Tasks:
A. Condense the paragraph of the Pokemon practical page that starts "The theme for today's task" into no more than three sentences, preserving its main facts.
B. Summarize the Pokemon practical page in two sentences.

Text block:
────

Analysing Data: LM 1 & 2: Single Predictor

Welcome to LM!

This week, and for the rest of this term (and next year!), we’ll be primarily working with the Linear Model. This week we’re looking at what we’ve learned in the lectures and practicals for the last two weeks to get started creating linear models ourselves.

Setup

Task 1

Set up as usual:

Create a project for this week
Open a new RMarkdown document to work in and save it in your project folder
Load tidyverse

I Wanna Be the Very Best

The theme for today’s task is inspired by a weird Internet thing that happened in the spring of 2014, called Twitch Plays Pokemon. A programmer in Australia hooked up the classic Pokemon Red game to the chat room on video game streaming site Twitch. By typing commands in the chat, viewers could control what the character in the game did - but on the scale of thousands or tens of thousands of participants at once. The game turned into a massive social experiment and even spawned a minor cult before the cumulative 1.16 million viewers beat the game in about two and a half weeks¹.

To Catch Them Is My Real Test, To Train Them Is My Cause

If you aren’t really familiar with Pokemon, all you need to know for today is that it’s a series of video games (later TV show, graphic novels, etc. etc.) that take place in an alternate universe with magical animals called Pokemon. Pokemon battling (sort of like magical dogfighting?) is a core part of this universe, with children setting out at a young age to travel the world, capture many different types of Pokemon, and compete in massive championships, with the winner being crowned a Pokemon Master. It’s a bit ethically murky because at least some Pokemon seem to be sentient, and they can all talk, but only to say their own species name. You know, as I’m writing this description, it just keeps sounding weirder…

A picture of Pikachu, a mouselike yellow fantasy creature. Figure 1 A Pokemon called Pikachu. You may have heard of him. Source

For this week’s stats practical, we’re doing a Twitch-Plays-Pokemon-style walkthrough of a dataset of Pokemon characteristics to practice the linear model. You don’t need to know anything about Pokemon to do this practical besides what’s in the box above, but if you weren’t in the live practical session, you might want to watch the recording before you get started.

────

Stored rows:
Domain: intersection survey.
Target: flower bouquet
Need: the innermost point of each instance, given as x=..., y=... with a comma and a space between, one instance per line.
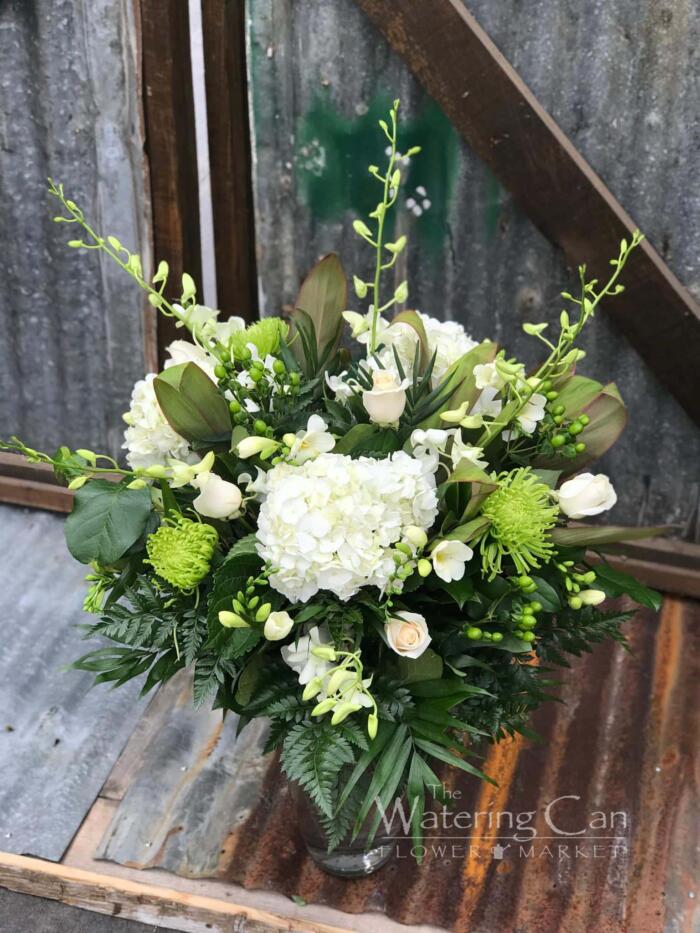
x=365, y=537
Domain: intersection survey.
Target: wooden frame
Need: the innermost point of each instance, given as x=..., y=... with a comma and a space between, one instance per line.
x=507, y=127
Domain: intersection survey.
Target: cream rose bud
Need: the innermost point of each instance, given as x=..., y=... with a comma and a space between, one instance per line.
x=278, y=626
x=586, y=495
x=449, y=559
x=386, y=400
x=217, y=498
x=407, y=634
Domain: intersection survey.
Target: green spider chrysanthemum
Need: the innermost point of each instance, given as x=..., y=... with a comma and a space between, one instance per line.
x=181, y=552
x=265, y=335
x=520, y=512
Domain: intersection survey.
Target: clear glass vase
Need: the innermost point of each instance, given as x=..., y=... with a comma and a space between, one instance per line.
x=352, y=858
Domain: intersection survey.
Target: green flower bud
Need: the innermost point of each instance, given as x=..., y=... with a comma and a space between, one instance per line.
x=372, y=725
x=232, y=620
x=263, y=612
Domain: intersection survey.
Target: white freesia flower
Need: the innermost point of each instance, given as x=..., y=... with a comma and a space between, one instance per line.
x=461, y=451
x=449, y=339
x=449, y=559
x=407, y=634
x=487, y=403
x=298, y=655
x=278, y=626
x=428, y=445
x=149, y=440
x=586, y=495
x=330, y=524
x=313, y=441
x=532, y=412
x=487, y=376
x=217, y=498
x=342, y=386
x=183, y=351
x=386, y=400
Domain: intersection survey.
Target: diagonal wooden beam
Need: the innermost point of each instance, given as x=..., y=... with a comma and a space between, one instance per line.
x=501, y=119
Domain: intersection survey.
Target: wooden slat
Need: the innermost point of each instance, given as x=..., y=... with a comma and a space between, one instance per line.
x=171, y=145
x=223, y=33
x=504, y=123
x=149, y=903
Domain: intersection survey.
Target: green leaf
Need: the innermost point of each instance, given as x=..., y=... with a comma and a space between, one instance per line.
x=359, y=434
x=597, y=535
x=192, y=404
x=427, y=667
x=107, y=519
x=461, y=382
x=617, y=583
x=436, y=751
x=323, y=296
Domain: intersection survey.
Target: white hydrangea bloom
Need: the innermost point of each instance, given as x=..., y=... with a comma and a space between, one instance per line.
x=149, y=439
x=330, y=523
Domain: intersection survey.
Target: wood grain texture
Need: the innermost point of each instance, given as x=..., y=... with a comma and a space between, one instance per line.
x=58, y=738
x=508, y=128
x=171, y=146
x=619, y=81
x=623, y=744
x=73, y=333
x=223, y=29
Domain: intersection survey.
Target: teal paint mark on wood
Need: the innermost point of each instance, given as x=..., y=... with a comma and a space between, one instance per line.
x=333, y=153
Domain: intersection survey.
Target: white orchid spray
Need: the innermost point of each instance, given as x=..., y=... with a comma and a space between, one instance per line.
x=370, y=548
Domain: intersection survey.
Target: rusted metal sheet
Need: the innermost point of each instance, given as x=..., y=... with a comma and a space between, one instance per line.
x=58, y=738
x=73, y=330
x=598, y=825
x=617, y=77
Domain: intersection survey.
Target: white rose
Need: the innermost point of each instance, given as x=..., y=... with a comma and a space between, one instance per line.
x=386, y=400
x=586, y=495
x=449, y=558
x=278, y=626
x=217, y=498
x=407, y=634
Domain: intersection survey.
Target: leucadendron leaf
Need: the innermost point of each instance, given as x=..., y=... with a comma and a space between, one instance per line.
x=107, y=519
x=608, y=417
x=192, y=405
x=598, y=535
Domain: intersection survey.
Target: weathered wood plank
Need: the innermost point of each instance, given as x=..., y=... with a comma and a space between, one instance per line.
x=58, y=739
x=223, y=30
x=624, y=743
x=618, y=79
x=171, y=145
x=73, y=335
x=508, y=128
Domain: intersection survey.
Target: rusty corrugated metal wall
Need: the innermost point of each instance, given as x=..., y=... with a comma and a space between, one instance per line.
x=71, y=326
x=621, y=78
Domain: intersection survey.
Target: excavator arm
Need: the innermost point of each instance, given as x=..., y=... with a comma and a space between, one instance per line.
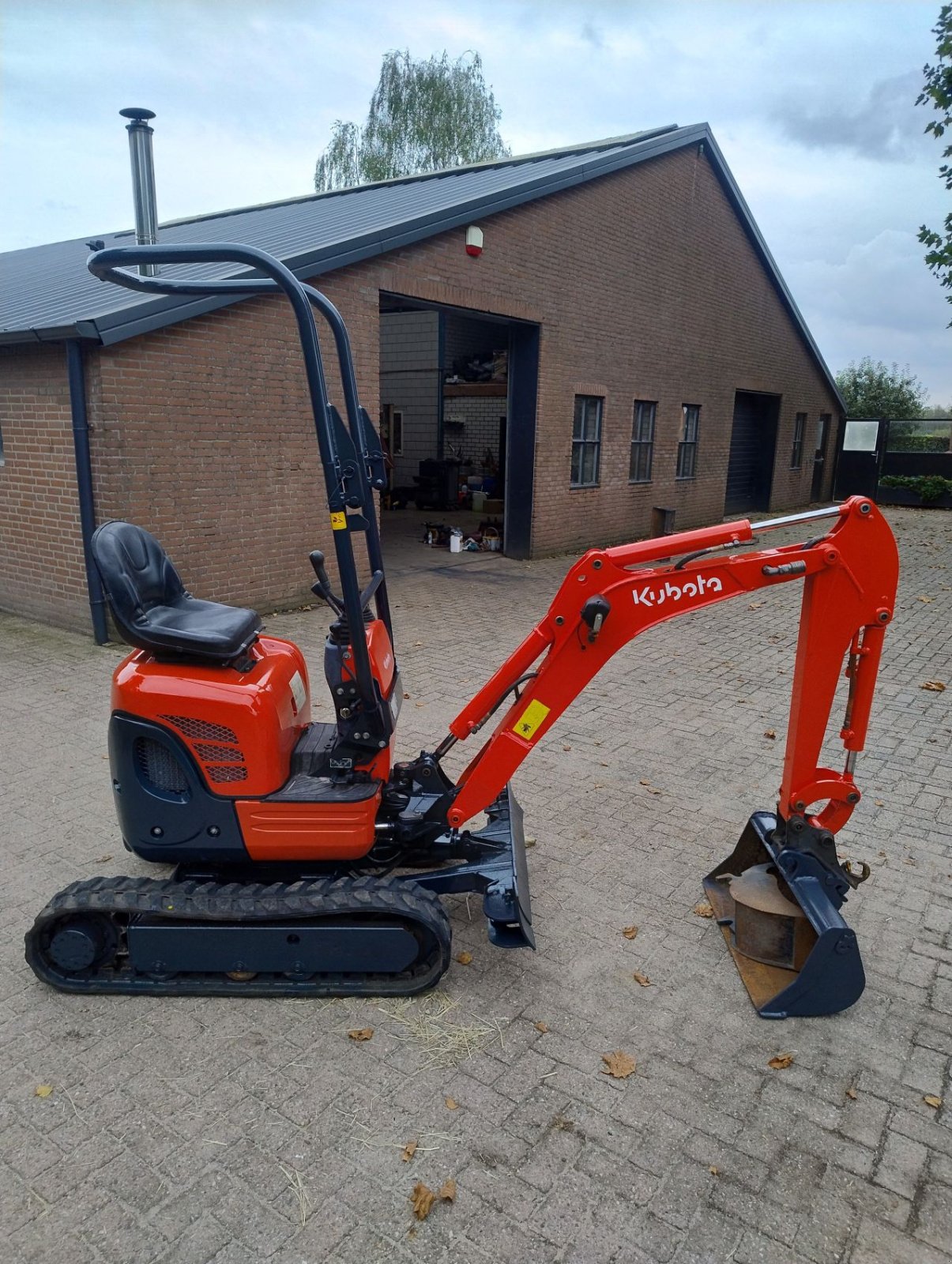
x=779, y=894
x=611, y=596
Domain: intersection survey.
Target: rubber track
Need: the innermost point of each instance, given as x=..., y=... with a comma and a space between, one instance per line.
x=400, y=899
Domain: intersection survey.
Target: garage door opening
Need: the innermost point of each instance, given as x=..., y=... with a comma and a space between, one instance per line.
x=458, y=404
x=750, y=468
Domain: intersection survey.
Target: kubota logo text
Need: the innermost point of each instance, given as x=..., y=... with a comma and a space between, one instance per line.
x=675, y=592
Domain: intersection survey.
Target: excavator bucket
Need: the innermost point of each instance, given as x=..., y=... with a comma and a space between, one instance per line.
x=779, y=912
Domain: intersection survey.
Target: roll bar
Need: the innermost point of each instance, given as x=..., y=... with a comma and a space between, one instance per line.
x=352, y=458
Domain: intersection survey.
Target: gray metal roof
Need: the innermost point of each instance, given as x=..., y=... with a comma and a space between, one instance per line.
x=47, y=292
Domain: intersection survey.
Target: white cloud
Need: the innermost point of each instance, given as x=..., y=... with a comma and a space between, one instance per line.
x=811, y=103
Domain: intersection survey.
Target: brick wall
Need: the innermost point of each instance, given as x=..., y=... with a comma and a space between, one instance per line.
x=204, y=435
x=42, y=570
x=644, y=286
x=410, y=381
x=472, y=425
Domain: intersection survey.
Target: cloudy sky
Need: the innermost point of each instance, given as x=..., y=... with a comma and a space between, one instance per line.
x=812, y=104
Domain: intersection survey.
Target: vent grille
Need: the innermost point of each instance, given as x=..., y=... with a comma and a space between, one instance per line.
x=201, y=730
x=220, y=773
x=210, y=754
x=158, y=766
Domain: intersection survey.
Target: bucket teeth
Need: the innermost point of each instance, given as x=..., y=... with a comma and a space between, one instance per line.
x=793, y=950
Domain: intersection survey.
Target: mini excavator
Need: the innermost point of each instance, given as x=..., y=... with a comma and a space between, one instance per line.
x=307, y=863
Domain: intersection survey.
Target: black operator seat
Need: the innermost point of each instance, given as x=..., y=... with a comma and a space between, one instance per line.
x=153, y=611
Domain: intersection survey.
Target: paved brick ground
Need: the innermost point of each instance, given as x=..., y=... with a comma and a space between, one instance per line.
x=175, y=1129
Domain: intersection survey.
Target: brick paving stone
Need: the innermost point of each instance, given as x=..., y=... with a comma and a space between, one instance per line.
x=171, y=1120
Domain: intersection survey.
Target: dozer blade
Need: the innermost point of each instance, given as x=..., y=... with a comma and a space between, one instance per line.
x=800, y=958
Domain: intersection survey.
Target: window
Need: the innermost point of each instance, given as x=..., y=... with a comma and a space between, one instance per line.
x=642, y=442
x=688, y=446
x=397, y=433
x=585, y=440
x=796, y=455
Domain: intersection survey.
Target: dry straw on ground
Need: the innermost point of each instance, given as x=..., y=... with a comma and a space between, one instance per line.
x=435, y=1024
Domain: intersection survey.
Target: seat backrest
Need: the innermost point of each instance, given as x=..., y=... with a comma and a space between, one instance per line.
x=136, y=572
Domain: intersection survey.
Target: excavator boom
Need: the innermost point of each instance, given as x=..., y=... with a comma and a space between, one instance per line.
x=777, y=895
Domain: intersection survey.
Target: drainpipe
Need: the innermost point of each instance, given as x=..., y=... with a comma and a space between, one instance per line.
x=76, y=374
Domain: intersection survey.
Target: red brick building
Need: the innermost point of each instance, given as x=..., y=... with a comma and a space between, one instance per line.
x=655, y=359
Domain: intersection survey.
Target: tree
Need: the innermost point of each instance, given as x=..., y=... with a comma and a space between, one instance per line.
x=939, y=94
x=425, y=115
x=874, y=389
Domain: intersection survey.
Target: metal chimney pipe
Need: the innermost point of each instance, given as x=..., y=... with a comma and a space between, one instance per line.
x=143, y=181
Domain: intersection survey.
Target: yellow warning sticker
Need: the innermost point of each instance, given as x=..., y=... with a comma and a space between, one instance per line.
x=530, y=720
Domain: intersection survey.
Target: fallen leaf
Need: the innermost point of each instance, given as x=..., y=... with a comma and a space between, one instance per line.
x=617, y=1065
x=423, y=1200
x=448, y=1191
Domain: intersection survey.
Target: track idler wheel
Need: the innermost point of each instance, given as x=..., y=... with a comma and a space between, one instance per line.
x=82, y=943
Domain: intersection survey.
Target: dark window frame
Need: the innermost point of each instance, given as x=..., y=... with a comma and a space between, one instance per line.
x=396, y=433
x=688, y=446
x=583, y=444
x=642, y=446
x=796, y=450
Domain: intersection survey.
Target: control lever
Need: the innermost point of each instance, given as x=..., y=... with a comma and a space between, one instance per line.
x=594, y=612
x=322, y=588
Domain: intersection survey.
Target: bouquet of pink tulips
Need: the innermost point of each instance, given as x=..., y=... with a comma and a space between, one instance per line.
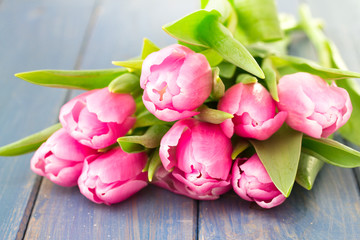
x=224, y=108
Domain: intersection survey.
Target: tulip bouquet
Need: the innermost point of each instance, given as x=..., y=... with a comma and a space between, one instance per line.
x=226, y=107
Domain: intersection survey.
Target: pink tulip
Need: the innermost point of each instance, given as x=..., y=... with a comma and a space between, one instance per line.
x=61, y=159
x=200, y=156
x=176, y=81
x=113, y=176
x=164, y=179
x=314, y=107
x=252, y=183
x=98, y=117
x=254, y=112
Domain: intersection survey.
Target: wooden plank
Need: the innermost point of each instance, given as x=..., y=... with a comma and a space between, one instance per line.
x=153, y=213
x=32, y=37
x=331, y=209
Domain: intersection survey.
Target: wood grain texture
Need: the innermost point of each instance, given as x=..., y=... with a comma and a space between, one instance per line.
x=34, y=34
x=63, y=213
x=153, y=213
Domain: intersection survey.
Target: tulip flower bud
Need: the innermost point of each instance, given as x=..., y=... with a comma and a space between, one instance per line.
x=61, y=159
x=98, y=118
x=176, y=81
x=113, y=176
x=254, y=112
x=200, y=156
x=314, y=107
x=252, y=183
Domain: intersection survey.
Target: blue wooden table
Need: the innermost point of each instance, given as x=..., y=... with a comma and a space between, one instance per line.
x=88, y=34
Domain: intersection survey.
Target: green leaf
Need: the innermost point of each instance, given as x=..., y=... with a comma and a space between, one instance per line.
x=131, y=65
x=246, y=78
x=219, y=38
x=30, y=143
x=151, y=138
x=155, y=163
x=148, y=47
x=126, y=83
x=186, y=28
x=130, y=147
x=309, y=25
x=305, y=65
x=280, y=156
x=332, y=152
x=239, y=145
x=258, y=19
x=212, y=56
x=270, y=78
x=227, y=70
x=351, y=130
x=218, y=87
x=309, y=167
x=75, y=79
x=202, y=28
x=204, y=3
x=213, y=116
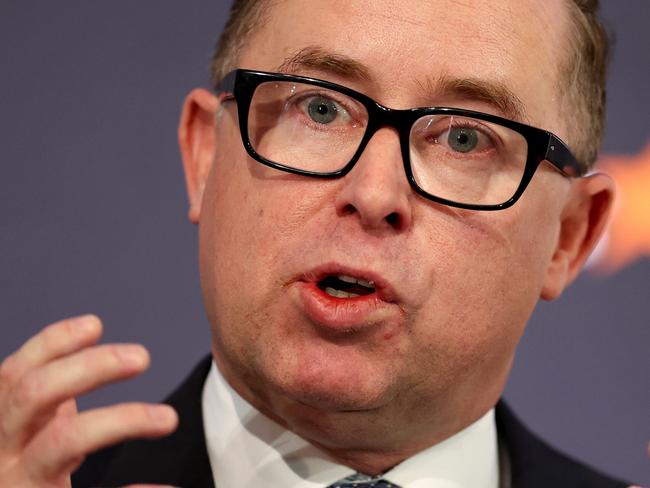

────

Set of answers:
A. The day's theme comes from Twitch Plays Pokemon, a spring 2014 Internet event in which a programmer in Australia connected the classic Pokemon Red game to the chat room of the streaming site Twitch. Thousands or tens of thousands of viewers at once controlled the game's character by typing commands in the chat. It became a massive social experiment and even spawned a minor cult before a cumulative 1.16 million viewers beat the game in about two and a half weeks.

B. This week's practical begins work with the Linear Model, which will be the main focus for the rest of the term and next year, and opens with setup steps: creating a project, opening and saving an RMarkdown document, and loading tidyverse. Inspired by the 2014 Twitch Plays Pokemon event, it walks through a dataset of Pokemon characteristics to practice the linear model and requires no knowledge of Pokemon beyond a short description of the games.